>> START Record set

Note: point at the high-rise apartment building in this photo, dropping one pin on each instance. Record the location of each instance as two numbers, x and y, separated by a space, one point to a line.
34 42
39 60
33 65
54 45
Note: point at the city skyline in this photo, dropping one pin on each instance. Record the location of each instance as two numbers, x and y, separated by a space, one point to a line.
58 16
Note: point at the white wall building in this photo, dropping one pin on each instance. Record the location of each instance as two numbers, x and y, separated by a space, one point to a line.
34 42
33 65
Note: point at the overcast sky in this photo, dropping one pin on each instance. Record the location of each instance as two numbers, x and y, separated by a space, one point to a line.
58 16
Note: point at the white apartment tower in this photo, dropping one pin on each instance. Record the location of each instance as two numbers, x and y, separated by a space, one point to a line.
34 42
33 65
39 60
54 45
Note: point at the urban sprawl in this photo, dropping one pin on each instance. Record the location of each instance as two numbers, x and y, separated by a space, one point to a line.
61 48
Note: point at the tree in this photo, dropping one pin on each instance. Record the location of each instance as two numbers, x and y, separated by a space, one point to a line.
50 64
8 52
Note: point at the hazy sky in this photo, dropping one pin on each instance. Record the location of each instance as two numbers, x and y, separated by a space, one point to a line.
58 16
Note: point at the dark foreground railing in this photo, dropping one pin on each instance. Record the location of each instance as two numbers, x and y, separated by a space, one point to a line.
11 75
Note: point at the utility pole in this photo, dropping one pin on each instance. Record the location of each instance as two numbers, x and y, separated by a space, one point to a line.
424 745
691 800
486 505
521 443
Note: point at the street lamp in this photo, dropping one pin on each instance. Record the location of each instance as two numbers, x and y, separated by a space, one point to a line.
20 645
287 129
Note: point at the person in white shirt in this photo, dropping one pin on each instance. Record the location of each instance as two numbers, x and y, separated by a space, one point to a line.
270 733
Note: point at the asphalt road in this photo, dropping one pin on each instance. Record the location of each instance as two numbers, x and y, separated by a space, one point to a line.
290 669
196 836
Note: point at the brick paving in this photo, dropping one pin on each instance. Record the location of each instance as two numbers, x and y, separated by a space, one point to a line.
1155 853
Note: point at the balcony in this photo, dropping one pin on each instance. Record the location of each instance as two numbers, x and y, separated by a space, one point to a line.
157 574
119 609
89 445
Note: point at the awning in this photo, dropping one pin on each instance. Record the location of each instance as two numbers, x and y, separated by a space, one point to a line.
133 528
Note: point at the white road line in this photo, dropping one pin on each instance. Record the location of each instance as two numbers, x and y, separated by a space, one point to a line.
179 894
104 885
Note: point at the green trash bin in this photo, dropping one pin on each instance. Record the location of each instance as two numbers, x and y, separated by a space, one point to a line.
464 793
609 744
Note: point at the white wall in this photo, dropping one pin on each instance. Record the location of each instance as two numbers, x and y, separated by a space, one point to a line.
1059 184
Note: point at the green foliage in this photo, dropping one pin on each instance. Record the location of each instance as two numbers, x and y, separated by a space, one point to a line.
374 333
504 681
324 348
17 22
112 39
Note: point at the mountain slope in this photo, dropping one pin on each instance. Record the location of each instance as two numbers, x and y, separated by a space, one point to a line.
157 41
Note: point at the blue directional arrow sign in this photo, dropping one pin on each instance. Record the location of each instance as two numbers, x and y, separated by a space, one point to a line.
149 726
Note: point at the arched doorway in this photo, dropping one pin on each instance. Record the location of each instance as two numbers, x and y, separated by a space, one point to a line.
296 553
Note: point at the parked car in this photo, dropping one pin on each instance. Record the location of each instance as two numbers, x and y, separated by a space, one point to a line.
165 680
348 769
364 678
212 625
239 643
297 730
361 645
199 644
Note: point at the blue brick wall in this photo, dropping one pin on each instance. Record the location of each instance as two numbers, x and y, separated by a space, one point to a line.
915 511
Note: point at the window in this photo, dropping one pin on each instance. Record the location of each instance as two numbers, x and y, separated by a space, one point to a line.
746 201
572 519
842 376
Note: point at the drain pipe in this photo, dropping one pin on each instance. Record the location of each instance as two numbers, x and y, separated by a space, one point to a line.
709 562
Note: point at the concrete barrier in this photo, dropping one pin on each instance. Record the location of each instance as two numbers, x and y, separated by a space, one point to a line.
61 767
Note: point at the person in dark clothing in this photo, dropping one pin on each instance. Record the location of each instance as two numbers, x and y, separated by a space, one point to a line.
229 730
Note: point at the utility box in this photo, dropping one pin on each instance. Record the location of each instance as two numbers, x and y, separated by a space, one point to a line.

>> END Record set

Return all of the entries exactly as written.

Note: point at the high-rise apartment building in this photo, dropping one pin on each instance. Record the location of each instance as two numbers, x and y, separated by a space, one point to a line.
34 42
39 60
33 65
54 45
Note: point at the city skyline in this photo, dropping one pin on each instance. Record the location of each instance as two numbers, x and y, separated by a space, one point to a line.
58 16
Note: point at the white wall building in this photo, dropping one pin on each instance. Record the location of each instance as two numbers, x and y, separated by a space, one point to a line.
34 42
33 65
Note: point at the overcast sky in this photo, dropping one pin on each instance. Record the location of each instance as two numbers, x and y, separated by a space, one point to a line.
58 16
Note: point at the white apartment tower in this photo, dropping one pin on each instance. Record the location of each instance as two numbers, x and y, separated by a space, one point to a line.
34 42
33 65
39 60
54 45
Note: point at the urban sprawl in this photo, dropping one pin on each instance. Record the location of each instance as two numbers, x and y, separated by a space, one point to a line.
61 48
Note: point at the tree in this photo, dropping one pin on each instance. Record the location of each instance as two numbers, x and y, separated by a space, one point to a line.
50 64
8 52
Note: point at the hazy sky in this photo, dropping one pin on each instance. Record the location of each instance as two numbers, x and y, separated by a space, one point to a line.
58 16
Note: point at the dark foreground railing in this photo, dropping one pin on each instance. Record the location of each instance as two numbers, x and y, separated by a space, one point to a line.
11 75
Note: point at the utility pole in this photo, dropping one pin on each instance. Record the location of each instance as two numbers, x and y, separated by a space, one point to a line.
424 745
691 800
486 505
521 443
Note: point at the street lamp in this photo, dropping one pin on each instance. Record the location of each instance as two numbers, x and y, separated by a space, one point to a line.
20 645
287 129
Note: point at the person in white shirt in this photo, dropping one pin on each instance. Record the location of each instance as two numbers, x and y, separated by a space, one point to a line.
270 733
Note: point at the asphalt road in this photo, dropping one pin on each instance. Record the location of each instance as two numbers, x and y, separated by a space, one point to a line.
290 669
196 836
Note: point at the brick paving in this photo, dropping one pin on each instance. Record the location of each instance as two numbers, x and y, separated by a space, one point to a line.
1155 853
Note: point at the balcony in this photo, dropping one pin on each instance. Record the location of each instance as two numbers, x and y, separated by a space, one point to a line.
157 574
119 609
89 445
Note: point at the awning in this photo, dropping one pin on each instance. Record the location of each instance as two numbers, x and y, separated by a space, one point to a line.
133 528
Note: point at the white road line in this photo, dropping one pin on each instance. Record the location of each instance as two numbers, x and y, separated by a space, one point to a line.
179 894
104 885
Note: point at the green trash bin in this photo, dropping one pin on each instance. Record the location of each instance as two numbers, x and y, separated by a space, one point to a line.
464 793
609 744
Note: point at the white wall in this photo, dropping one pin on each instance. Record the location of each instance as two numbers, x and y, separated by a space, one point to a line.
1059 184
Note: point at the green foliage in this photo, dropping one pin on each instance. Record the location of each instance as two numbers, x and y, separated by a space, one point to a line.
374 333
504 681
324 348
17 22
112 39
Note: point at the mountain slope in this photo, dropping one pin on each instance. Record the location of each instance as two numbers, x and y, separated by a space, one point to a line.
157 41
Note: point at the blue directional arrow sign in this photo, dropping one pin on each instance. Record the location of each instance as two numbers, x and y, separated by a space, one point to a line.
149 726
Note: point at the arched doorway in this photo, dropping one pin on each instance. Record the location of each instance as two numbers, x and y, separated by a space, one point to a line.
296 553
Note: point at the parked car in this photo, dropping one pin on each instance. Record the location of each instance as two numbers, x and y, separated by a space, one point to a line.
165 680
348 769
364 678
212 625
239 643
297 730
361 645
199 644
Note: point at the blue brick wall in this photo, dropping one pin on each instance. Record the location of each instance as two numbers, x and y, separated by a space, one point to a line.
915 511
Note: point at the window in this photo, dropping one pin on each instance. Record the location of each instance as two numbers, x and y, separated by a space, one point to a line.
746 201
572 519
842 376
Note: point at the drain pipe in this photo, dropping one pin on each instance. Record the location of each instance as two numbers, x and y, separated by a space, one point to a line.
709 562
Note: point at the concrete barrier in this photo, dropping one pin on each instance. Record the location of each instance as two numbers, x and y, separated by a space, one point to a line.
61 767
Note: point at the person in dark clothing in this photo, dropping one pin on each instance. Record the location of each instance as two numbers, x and y, separated by a space, one point to a line.
229 730
Note: point at the utility box in this photo, dropping one pin on each instance. Record the location of each instance as two numbers, x and y, separated by a space, one point to a line.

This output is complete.